**Task goal**
Copy out the lines of the items below without any change, from the line holding "Target: shoulder" through the last line of the items, both ends included.

**Input**
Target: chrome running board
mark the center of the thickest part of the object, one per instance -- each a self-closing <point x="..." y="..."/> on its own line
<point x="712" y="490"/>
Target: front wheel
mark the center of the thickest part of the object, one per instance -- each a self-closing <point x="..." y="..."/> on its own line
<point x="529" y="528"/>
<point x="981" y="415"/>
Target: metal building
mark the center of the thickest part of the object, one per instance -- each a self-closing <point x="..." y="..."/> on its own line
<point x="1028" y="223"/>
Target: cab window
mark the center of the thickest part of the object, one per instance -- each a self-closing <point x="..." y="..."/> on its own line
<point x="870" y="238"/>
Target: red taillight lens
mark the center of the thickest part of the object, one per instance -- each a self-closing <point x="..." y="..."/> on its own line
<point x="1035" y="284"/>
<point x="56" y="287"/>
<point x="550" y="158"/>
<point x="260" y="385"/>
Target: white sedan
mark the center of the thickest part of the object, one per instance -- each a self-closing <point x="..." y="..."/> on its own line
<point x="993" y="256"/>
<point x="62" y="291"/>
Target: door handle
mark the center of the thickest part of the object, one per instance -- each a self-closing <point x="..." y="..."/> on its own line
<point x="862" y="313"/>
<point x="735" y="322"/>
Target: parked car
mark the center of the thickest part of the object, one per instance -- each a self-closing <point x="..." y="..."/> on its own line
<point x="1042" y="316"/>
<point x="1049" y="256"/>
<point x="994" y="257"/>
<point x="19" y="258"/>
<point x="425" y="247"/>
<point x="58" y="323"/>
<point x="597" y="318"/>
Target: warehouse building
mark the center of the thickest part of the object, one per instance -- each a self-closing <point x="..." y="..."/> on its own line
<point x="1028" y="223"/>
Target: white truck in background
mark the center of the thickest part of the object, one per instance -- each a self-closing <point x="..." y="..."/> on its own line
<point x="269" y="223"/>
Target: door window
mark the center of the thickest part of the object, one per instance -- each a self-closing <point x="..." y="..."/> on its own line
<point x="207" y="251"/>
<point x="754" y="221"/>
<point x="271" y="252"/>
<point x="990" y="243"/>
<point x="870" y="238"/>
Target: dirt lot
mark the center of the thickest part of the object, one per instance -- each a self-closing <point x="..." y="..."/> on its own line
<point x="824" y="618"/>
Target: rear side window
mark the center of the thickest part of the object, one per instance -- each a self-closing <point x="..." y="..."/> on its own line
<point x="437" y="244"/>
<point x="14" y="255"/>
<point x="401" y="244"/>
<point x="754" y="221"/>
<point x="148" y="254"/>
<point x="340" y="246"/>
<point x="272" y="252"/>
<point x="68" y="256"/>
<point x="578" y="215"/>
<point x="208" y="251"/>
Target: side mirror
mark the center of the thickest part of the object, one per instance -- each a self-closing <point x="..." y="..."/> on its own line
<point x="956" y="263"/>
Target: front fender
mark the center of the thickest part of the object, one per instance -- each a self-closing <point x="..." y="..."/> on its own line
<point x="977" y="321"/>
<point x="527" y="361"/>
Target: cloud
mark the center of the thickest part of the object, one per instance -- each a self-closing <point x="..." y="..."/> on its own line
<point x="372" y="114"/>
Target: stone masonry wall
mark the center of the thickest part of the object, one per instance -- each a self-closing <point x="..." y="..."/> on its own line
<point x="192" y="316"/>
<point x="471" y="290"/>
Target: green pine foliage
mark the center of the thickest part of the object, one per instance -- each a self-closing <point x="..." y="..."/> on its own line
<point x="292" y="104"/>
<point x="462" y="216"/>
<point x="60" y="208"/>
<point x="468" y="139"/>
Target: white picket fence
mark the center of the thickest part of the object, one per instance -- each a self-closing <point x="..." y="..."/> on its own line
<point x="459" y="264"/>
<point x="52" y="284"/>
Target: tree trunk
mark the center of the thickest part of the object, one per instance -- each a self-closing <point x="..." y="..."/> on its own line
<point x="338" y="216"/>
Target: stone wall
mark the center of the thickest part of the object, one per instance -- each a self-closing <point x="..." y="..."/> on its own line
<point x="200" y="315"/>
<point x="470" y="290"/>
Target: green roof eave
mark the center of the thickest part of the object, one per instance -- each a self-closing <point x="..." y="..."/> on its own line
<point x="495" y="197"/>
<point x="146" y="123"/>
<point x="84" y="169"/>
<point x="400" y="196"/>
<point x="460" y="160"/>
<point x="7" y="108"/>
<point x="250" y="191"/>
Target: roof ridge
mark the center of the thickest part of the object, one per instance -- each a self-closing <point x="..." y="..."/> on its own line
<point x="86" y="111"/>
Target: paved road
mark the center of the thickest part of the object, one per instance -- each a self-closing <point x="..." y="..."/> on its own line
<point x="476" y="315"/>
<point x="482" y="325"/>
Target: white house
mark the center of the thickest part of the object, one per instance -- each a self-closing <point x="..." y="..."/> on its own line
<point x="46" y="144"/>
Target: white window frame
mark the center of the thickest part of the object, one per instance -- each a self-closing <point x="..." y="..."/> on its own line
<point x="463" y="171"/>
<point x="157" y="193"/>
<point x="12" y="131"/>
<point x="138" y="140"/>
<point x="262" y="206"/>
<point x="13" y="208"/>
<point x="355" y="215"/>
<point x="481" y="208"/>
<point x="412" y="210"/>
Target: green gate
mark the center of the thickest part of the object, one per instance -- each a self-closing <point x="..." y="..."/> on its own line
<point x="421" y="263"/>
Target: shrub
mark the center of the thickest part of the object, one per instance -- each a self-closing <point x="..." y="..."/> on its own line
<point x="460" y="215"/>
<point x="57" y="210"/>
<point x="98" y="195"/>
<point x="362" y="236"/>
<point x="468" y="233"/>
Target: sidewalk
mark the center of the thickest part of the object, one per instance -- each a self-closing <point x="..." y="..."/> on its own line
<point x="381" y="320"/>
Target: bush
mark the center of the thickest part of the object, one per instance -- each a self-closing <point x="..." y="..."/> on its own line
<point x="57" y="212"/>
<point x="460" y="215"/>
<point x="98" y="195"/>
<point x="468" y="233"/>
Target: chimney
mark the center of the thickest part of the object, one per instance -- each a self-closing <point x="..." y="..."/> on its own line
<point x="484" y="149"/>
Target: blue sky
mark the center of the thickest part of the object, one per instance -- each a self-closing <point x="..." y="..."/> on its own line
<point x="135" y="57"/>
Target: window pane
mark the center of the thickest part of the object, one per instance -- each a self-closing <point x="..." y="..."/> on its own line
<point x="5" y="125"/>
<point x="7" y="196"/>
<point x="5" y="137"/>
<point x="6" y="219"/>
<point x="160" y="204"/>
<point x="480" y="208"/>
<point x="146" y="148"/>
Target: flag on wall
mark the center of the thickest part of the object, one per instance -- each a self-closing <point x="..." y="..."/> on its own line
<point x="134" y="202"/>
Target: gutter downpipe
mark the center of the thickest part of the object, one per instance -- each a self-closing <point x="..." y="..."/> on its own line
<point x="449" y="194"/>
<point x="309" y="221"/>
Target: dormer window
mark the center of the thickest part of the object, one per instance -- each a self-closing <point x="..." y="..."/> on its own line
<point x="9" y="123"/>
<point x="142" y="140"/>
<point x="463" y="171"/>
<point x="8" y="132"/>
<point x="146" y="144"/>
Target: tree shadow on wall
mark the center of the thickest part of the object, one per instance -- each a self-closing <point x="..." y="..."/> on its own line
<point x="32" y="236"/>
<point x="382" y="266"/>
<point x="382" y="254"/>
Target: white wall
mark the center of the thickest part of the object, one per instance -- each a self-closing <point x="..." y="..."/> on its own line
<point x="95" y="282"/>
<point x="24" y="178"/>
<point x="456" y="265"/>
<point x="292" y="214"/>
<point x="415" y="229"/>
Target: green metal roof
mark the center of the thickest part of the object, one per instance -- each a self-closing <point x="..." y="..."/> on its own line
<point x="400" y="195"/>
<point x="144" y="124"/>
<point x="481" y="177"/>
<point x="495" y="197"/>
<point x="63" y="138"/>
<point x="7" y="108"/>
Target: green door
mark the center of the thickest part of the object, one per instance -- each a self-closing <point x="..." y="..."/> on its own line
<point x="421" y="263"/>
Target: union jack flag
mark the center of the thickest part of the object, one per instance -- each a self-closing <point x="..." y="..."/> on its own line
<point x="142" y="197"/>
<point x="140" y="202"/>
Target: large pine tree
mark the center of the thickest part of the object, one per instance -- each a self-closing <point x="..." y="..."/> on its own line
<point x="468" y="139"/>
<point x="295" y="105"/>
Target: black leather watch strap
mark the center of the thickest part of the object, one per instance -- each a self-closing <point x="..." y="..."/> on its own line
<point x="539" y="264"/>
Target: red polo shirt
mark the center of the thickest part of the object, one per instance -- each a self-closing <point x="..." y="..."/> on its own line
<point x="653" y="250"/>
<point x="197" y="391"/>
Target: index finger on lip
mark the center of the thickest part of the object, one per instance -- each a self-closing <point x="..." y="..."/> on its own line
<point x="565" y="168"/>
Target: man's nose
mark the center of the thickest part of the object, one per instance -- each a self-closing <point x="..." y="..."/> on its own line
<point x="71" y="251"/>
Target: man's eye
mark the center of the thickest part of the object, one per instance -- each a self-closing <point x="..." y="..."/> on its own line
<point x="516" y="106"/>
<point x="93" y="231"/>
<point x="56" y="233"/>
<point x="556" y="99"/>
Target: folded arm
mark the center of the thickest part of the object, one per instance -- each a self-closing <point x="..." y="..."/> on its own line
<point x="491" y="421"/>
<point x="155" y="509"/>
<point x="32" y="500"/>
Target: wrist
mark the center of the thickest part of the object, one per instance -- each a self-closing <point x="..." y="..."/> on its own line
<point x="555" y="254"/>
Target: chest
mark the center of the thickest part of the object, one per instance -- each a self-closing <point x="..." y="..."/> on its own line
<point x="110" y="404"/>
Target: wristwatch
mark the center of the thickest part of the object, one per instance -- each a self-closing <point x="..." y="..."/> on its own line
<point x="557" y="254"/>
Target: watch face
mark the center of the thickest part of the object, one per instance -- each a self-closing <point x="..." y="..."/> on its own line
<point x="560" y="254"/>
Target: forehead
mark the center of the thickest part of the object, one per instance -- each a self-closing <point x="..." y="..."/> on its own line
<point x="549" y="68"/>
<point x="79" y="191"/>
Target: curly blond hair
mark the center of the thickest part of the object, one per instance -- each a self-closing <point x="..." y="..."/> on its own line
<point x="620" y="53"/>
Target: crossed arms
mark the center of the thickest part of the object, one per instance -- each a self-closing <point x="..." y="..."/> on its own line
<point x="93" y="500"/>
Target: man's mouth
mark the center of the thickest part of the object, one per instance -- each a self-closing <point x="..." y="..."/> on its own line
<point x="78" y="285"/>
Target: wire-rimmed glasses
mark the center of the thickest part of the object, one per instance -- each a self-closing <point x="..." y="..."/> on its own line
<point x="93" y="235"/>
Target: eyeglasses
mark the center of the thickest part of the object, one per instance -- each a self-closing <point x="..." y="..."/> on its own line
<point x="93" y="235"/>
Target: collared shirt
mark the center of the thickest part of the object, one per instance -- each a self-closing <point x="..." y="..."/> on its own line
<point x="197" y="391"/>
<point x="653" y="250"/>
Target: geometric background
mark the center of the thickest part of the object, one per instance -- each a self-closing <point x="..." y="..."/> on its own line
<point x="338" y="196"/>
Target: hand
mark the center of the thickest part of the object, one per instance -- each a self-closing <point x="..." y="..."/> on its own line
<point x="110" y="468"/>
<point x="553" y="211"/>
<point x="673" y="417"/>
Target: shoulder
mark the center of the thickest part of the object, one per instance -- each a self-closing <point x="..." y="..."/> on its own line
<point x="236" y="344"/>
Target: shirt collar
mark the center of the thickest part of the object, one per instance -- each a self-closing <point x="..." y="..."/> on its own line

**In response**
Target: shoulder
mark the center of the thickest part of the object, one per instance -- each a self-closing <point x="..." y="..."/> on its own line
<point x="236" y="344"/>
Target: shirt collar
mark the center of the thickest part of the object, one per instance -- each a self-closing <point x="..." y="..."/> on its own line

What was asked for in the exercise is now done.